EXERCISE OBJECTIVE:
Retype the text lines of every item below word for word, leaving out the pictures.

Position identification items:
+ + +
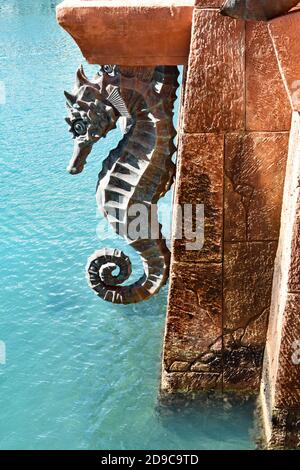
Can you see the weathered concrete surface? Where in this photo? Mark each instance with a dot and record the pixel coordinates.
(280, 390)
(232, 157)
(267, 104)
(285, 32)
(254, 169)
(129, 32)
(215, 80)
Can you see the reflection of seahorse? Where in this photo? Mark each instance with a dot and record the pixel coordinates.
(139, 170)
(257, 9)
+ + +
RESPONSE FOR THIS EXERCISE:
Can you see the weathered concrete surface? Where in this photo? Mark each instance with a dot and record the pixel coordinates.
(280, 390)
(232, 157)
(267, 104)
(285, 32)
(254, 169)
(129, 32)
(215, 80)
Can you see the reflection of seahorse? Where in this photo? Mark each instance with a dot and record the pixel coordinates.
(139, 170)
(257, 9)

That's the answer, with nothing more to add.